→ **Consigne**
Présentez sous forme de liste JSON de chaînes, à raison d'une chaîne par ligne et sans les lignes vides, les lignes allant de la toute première jusqu'à celle qui contient "point(110, 552)", les deux incluses.
====== Données fournies ======
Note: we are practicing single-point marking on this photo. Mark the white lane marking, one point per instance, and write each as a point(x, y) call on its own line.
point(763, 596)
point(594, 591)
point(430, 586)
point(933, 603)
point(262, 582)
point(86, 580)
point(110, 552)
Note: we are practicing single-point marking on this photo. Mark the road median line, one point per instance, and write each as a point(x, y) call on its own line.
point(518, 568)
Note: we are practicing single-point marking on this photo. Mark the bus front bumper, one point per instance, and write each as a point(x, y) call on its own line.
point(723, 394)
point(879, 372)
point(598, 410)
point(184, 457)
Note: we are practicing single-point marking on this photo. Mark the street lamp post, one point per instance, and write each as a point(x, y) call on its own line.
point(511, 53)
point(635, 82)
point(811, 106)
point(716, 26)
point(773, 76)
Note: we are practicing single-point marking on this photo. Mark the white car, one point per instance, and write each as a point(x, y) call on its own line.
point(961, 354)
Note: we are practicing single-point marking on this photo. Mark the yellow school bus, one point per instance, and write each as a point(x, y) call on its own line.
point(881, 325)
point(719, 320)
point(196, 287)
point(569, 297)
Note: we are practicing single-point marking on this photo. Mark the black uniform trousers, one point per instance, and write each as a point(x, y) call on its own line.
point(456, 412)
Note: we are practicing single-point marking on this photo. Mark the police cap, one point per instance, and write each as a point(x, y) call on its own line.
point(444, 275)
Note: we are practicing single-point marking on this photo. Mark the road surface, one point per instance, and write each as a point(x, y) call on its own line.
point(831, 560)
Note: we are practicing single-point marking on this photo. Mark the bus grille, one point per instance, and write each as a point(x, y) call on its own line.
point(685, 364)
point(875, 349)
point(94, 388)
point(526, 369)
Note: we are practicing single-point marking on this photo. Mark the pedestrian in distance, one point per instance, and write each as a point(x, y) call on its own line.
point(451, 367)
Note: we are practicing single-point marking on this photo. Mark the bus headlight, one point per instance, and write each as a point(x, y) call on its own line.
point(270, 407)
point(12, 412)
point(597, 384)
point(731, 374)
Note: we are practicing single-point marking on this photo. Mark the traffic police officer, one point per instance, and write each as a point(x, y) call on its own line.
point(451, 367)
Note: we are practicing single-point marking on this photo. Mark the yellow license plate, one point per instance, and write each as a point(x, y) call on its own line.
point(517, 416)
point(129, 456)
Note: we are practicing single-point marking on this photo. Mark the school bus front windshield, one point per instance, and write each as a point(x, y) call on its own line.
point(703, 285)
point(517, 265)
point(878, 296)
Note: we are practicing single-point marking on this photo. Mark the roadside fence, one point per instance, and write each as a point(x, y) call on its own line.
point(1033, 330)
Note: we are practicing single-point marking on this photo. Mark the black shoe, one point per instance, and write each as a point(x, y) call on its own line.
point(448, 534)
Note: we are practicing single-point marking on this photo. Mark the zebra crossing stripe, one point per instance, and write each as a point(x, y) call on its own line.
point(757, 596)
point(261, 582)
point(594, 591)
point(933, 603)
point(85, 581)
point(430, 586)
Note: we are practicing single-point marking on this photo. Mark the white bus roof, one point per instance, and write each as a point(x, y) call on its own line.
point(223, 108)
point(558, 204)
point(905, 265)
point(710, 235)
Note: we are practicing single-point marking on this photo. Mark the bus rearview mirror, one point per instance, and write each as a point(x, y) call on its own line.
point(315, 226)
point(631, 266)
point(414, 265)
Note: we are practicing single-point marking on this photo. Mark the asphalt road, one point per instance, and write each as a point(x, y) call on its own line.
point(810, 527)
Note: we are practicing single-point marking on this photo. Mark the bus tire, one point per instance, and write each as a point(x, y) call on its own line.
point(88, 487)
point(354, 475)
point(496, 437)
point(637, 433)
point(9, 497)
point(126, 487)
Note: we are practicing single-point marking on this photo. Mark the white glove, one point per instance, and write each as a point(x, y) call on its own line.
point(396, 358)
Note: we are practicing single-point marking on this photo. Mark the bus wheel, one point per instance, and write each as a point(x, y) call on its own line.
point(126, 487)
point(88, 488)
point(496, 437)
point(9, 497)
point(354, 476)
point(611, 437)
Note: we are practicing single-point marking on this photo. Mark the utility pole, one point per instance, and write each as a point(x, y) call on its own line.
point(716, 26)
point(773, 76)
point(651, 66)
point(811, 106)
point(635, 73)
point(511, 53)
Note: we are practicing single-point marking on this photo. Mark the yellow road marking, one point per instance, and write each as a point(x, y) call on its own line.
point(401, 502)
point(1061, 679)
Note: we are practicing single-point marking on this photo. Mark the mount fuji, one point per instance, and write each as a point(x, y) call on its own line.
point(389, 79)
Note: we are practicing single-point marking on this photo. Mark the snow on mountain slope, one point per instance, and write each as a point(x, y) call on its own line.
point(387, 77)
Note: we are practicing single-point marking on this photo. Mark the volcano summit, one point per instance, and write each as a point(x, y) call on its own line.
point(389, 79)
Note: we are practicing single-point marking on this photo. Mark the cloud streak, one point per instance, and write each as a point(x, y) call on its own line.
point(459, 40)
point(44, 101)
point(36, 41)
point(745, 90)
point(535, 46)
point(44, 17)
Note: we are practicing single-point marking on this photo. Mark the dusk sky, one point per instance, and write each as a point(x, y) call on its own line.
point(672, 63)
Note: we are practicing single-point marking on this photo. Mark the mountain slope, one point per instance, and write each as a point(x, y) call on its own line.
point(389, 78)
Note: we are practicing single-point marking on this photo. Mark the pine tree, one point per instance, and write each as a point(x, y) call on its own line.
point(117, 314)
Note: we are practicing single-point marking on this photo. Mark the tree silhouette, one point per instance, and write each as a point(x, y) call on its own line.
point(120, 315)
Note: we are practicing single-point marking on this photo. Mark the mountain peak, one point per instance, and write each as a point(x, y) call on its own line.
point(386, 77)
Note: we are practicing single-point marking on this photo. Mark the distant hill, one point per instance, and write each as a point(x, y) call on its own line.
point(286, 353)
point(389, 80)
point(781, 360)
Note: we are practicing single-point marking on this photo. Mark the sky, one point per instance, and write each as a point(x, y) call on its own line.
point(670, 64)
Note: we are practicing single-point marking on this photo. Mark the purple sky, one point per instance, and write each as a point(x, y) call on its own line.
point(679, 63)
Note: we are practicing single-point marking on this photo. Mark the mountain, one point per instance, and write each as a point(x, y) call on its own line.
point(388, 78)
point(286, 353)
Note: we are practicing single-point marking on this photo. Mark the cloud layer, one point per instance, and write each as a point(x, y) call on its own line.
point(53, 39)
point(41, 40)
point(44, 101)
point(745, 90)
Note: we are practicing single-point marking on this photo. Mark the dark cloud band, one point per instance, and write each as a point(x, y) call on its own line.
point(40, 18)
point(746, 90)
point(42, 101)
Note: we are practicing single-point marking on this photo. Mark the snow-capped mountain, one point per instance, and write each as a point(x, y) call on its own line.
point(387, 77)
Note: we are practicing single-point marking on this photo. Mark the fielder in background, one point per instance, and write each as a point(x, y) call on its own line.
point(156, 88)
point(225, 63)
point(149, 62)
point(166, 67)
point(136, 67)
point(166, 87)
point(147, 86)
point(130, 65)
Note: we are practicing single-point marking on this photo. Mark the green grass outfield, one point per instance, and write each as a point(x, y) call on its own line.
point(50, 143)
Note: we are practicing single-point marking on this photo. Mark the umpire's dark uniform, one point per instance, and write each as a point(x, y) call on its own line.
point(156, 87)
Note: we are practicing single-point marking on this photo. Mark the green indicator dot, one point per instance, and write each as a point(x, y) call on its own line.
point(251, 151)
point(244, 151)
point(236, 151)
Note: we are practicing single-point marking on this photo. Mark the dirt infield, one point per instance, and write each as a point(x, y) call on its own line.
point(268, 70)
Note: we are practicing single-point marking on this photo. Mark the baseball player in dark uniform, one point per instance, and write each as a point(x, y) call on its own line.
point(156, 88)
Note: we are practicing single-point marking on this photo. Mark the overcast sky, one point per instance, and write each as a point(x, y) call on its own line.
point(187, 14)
======
→ **Sortie complète**
[
  "Note: we are practicing single-point marking on this photo. Mark the white lane marking, one point per instance, and write each as a point(x, y) call on its own line.",
  "point(763, 596)",
  "point(594, 591)",
  "point(430, 586)",
  "point(933, 603)",
  "point(262, 582)",
  "point(86, 580)",
  "point(110, 552)"
]